- **What the task asks**: Find every line in the records below that holds the word "mounted", and copy it out.

::::::::

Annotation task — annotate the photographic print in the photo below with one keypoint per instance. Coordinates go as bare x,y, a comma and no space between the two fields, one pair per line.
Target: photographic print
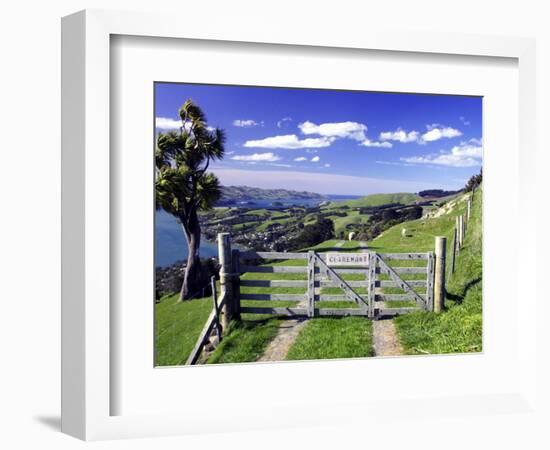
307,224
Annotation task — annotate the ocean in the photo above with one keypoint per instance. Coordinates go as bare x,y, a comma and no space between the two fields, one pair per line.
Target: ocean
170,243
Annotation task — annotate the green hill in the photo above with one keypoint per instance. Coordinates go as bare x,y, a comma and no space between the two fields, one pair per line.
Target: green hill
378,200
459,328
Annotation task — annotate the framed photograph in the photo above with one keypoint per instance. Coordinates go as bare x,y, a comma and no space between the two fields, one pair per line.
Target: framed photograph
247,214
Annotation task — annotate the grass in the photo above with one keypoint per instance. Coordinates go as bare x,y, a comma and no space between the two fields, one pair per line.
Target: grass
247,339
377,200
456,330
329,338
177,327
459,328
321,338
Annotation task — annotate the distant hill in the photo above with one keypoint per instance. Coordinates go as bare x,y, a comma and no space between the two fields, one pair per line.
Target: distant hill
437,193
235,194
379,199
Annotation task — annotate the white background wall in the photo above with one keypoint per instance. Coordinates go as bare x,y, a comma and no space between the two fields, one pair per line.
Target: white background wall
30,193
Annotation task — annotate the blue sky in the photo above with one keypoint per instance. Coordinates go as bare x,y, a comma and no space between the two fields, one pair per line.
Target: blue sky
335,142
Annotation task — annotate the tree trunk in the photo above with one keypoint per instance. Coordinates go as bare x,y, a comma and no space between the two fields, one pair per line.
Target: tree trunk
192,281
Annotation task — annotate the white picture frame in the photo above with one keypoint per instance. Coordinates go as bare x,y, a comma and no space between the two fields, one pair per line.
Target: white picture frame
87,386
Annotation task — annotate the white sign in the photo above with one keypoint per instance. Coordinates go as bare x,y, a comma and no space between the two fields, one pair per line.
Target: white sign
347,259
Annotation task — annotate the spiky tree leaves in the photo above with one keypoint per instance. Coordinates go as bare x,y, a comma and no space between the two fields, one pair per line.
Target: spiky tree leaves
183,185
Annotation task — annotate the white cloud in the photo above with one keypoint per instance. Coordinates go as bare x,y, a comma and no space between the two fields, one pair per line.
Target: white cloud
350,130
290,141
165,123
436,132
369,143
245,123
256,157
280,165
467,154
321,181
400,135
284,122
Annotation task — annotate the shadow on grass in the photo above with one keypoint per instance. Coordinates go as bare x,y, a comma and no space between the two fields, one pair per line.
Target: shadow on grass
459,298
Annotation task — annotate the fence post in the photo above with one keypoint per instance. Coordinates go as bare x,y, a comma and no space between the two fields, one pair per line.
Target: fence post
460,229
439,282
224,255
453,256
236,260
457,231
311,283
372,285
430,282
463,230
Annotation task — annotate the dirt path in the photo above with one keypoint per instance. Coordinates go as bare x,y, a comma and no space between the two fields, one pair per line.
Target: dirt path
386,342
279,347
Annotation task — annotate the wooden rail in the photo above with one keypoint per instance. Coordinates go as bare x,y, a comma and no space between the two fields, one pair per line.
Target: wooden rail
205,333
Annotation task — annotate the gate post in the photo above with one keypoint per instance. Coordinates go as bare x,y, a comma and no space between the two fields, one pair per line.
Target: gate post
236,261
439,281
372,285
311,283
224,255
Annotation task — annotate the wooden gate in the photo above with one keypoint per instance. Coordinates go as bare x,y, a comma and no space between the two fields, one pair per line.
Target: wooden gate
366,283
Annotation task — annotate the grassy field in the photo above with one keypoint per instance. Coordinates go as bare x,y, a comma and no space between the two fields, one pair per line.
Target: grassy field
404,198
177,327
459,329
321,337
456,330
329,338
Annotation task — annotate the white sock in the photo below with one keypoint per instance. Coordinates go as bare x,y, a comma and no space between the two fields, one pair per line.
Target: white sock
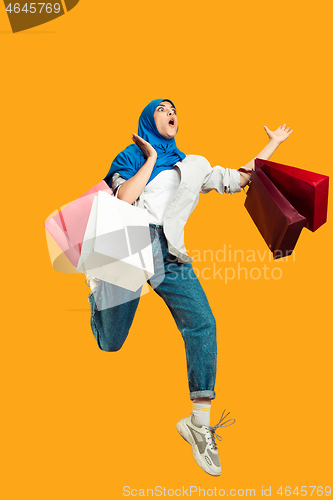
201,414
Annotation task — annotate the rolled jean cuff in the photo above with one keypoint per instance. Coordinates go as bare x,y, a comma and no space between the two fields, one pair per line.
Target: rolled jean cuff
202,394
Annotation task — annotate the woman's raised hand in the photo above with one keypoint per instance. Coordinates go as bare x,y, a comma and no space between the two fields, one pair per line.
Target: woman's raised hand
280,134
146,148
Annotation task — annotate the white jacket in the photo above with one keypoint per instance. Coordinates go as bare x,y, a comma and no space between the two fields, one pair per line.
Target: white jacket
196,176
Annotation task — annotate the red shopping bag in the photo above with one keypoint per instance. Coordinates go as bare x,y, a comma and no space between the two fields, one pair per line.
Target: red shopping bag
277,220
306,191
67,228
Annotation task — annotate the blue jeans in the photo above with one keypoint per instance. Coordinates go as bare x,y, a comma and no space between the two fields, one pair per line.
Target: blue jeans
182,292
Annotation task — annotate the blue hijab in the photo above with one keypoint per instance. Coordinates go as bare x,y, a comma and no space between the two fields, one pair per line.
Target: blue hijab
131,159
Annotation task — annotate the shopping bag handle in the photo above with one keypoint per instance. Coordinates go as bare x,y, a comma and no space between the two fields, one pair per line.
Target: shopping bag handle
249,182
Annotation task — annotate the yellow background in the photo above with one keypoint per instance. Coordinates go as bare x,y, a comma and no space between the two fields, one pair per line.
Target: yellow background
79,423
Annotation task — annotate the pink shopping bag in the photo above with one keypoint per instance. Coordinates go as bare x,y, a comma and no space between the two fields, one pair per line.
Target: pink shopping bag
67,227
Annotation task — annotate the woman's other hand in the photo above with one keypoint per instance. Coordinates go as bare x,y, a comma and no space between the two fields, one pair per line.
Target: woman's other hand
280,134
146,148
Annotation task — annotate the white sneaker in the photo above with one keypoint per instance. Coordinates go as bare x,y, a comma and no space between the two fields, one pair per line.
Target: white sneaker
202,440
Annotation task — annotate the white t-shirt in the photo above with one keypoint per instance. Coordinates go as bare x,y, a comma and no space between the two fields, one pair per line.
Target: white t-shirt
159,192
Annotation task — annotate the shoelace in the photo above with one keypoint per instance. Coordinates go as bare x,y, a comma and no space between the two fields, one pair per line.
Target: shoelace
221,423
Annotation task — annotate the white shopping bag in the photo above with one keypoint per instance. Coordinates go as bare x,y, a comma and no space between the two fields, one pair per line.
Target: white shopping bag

::::::::

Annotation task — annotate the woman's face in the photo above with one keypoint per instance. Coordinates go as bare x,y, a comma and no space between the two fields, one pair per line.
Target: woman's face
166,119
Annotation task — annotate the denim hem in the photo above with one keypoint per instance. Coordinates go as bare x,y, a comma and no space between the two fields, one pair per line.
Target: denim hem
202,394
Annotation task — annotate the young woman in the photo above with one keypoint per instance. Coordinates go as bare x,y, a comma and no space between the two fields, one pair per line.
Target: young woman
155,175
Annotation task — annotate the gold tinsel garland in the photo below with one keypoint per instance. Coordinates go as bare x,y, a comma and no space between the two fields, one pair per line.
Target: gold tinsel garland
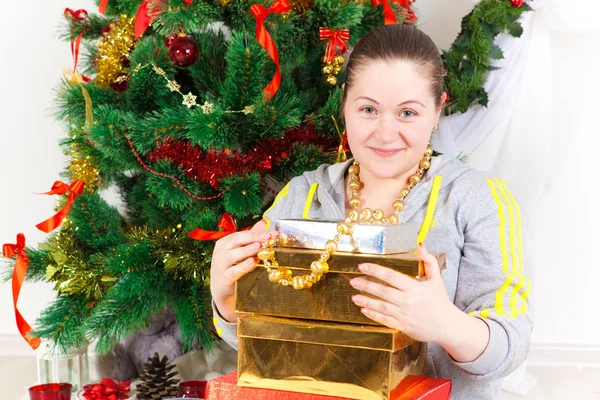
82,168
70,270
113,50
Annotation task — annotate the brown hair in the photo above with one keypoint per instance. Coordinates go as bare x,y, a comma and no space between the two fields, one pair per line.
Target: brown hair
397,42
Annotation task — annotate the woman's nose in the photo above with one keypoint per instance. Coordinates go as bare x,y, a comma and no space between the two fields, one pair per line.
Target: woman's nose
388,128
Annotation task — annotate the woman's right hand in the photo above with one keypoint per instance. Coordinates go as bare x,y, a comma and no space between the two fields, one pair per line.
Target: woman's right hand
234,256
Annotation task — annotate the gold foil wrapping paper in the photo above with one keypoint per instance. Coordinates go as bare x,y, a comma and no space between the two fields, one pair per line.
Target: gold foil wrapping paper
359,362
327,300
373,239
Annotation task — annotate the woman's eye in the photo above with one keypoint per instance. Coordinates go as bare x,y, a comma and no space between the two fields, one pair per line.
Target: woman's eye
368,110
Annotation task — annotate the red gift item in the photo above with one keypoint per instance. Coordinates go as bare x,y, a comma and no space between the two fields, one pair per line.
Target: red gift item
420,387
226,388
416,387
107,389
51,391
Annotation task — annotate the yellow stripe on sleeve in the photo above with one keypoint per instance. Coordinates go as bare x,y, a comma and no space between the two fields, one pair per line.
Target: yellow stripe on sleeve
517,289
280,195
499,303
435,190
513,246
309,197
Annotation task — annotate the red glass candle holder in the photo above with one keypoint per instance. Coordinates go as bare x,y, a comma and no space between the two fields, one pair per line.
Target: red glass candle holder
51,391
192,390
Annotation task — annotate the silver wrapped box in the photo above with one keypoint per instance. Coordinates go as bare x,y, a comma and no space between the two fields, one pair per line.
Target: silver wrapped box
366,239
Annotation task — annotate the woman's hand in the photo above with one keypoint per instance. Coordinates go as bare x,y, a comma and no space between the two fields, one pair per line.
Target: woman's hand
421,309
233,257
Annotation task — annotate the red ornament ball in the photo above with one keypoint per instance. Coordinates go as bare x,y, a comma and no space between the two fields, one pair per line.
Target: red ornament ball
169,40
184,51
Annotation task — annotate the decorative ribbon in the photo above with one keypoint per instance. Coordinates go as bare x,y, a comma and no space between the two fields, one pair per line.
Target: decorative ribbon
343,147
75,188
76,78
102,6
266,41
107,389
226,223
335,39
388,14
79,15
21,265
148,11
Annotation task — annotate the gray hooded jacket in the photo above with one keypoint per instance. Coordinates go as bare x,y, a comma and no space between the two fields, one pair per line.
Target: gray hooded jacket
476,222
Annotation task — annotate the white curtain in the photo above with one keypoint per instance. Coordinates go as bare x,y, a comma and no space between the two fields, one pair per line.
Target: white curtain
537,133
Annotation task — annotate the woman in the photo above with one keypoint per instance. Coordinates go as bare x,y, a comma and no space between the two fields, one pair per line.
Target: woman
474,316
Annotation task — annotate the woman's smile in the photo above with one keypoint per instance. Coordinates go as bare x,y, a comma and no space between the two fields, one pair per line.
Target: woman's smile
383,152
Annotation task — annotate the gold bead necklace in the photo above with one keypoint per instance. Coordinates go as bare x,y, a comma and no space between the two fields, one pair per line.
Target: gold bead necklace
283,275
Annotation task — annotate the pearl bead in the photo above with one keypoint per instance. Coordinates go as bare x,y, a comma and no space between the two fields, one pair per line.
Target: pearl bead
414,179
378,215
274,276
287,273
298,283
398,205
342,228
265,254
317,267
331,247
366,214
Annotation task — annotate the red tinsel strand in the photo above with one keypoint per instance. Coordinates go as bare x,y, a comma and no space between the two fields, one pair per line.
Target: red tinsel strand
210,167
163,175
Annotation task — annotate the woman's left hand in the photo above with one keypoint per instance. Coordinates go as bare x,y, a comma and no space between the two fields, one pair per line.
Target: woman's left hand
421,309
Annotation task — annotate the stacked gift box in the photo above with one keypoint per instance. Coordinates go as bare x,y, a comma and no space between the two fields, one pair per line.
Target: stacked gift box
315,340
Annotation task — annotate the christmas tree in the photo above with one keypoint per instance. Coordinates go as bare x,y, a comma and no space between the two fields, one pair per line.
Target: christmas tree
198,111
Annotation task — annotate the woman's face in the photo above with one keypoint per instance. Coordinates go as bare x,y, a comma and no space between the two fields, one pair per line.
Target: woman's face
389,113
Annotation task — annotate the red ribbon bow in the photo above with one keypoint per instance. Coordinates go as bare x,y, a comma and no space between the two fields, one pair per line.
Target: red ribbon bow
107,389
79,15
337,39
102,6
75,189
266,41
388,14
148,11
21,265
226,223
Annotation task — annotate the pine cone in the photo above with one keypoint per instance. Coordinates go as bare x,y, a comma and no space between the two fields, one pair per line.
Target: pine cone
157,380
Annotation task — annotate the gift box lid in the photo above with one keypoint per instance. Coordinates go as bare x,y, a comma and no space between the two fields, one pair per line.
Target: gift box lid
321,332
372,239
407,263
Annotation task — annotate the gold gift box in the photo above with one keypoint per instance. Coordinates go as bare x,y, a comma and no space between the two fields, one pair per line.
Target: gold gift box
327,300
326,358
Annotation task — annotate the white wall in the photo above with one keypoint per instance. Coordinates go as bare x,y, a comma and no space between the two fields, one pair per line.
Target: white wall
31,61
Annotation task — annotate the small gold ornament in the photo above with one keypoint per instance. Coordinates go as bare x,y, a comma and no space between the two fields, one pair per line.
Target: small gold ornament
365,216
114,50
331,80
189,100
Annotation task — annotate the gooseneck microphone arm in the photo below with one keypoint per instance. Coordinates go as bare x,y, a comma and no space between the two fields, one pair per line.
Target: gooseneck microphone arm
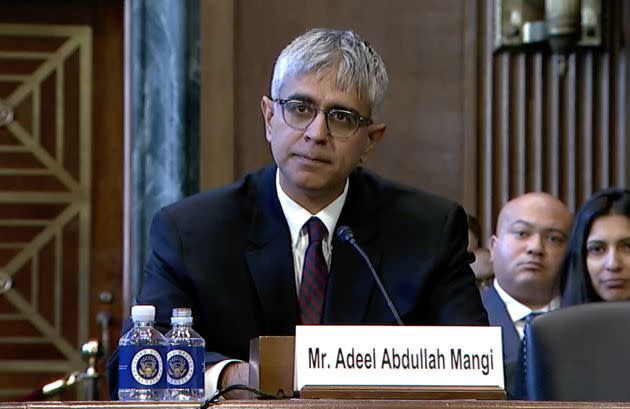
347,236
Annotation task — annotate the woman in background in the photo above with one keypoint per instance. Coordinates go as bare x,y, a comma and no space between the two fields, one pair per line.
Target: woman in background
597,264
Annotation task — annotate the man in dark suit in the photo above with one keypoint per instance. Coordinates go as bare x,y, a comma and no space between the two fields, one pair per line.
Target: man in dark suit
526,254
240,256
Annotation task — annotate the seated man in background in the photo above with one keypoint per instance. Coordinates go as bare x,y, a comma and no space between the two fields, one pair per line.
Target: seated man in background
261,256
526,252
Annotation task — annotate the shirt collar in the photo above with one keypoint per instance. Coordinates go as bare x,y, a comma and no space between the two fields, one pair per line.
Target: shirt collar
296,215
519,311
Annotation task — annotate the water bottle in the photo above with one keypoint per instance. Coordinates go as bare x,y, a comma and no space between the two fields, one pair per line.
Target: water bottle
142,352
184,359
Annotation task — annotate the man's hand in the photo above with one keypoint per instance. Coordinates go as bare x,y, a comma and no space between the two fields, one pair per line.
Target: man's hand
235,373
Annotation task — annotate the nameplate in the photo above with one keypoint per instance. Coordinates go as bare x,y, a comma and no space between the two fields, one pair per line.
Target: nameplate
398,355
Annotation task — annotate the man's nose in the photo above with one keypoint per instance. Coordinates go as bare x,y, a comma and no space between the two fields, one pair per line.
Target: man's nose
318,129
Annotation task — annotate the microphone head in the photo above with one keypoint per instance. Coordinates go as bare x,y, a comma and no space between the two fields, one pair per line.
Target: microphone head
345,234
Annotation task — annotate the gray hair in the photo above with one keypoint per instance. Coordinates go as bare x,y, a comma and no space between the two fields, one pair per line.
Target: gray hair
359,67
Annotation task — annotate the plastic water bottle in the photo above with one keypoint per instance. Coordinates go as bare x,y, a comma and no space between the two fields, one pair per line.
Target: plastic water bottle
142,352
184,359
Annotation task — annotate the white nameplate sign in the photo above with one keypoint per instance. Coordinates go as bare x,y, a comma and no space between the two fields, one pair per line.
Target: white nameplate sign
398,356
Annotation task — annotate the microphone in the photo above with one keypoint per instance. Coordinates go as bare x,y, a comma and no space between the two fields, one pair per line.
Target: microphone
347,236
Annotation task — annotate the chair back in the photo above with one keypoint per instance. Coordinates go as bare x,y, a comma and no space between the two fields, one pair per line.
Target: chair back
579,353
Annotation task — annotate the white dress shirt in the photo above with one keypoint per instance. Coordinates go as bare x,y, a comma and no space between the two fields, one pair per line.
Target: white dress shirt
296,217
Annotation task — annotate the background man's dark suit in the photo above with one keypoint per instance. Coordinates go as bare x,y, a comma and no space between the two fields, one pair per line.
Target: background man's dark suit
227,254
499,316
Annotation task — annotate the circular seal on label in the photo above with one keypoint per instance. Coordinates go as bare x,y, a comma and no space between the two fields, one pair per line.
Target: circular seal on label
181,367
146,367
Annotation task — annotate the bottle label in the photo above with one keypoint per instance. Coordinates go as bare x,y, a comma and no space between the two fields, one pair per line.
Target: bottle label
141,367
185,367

::::::::

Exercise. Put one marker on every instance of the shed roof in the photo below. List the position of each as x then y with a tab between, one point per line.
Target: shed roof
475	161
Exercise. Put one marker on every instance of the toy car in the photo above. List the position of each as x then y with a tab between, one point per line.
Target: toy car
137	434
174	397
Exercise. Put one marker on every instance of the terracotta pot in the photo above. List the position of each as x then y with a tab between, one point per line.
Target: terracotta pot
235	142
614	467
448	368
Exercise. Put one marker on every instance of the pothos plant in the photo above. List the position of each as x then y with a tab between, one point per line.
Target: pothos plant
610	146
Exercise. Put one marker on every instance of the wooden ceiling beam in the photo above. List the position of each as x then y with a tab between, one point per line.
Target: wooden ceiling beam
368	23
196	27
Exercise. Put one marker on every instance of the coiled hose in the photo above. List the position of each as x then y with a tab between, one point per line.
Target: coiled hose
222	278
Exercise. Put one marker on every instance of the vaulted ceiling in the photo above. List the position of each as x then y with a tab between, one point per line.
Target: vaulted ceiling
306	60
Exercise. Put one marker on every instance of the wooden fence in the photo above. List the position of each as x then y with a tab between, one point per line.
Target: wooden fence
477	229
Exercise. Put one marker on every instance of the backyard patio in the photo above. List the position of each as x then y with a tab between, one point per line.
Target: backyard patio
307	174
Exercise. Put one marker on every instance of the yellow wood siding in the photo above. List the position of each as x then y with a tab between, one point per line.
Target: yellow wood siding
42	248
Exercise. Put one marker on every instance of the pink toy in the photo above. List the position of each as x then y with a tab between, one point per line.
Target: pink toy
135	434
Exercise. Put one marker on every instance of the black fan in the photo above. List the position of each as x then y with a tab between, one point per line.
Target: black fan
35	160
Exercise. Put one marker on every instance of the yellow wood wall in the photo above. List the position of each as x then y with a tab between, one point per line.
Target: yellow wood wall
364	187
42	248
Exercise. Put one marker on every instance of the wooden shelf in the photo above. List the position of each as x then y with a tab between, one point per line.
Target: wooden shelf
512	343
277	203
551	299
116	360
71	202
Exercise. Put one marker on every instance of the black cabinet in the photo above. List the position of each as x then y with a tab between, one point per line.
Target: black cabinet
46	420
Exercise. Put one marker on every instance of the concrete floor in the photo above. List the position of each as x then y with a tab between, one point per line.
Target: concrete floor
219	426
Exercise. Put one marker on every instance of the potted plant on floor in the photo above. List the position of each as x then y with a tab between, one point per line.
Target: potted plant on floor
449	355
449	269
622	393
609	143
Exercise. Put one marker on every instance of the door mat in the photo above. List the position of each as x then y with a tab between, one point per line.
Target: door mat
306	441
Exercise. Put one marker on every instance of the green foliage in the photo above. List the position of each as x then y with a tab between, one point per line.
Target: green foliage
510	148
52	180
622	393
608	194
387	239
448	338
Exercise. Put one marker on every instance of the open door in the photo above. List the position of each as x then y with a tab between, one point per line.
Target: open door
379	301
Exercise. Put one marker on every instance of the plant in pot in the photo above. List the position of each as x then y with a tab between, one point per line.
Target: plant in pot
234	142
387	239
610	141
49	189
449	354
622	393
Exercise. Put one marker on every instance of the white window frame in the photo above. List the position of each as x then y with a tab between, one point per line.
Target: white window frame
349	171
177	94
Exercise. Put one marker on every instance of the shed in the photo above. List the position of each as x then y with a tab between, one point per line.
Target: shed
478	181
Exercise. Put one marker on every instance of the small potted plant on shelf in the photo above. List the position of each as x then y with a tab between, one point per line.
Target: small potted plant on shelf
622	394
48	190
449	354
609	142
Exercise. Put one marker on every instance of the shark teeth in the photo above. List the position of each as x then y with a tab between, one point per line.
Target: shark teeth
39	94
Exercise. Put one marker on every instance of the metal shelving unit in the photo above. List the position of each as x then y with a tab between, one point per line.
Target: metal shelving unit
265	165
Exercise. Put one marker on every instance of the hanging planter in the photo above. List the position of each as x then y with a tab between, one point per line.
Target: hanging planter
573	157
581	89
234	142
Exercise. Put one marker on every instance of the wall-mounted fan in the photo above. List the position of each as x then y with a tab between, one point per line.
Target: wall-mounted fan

::::::::

- **Reply**:
Exercise. Put one marker on every instance of the wall-mounted fan in the photo above. List the position of each as x then y with a tab between, one point per line.
Target: wall-mounted fan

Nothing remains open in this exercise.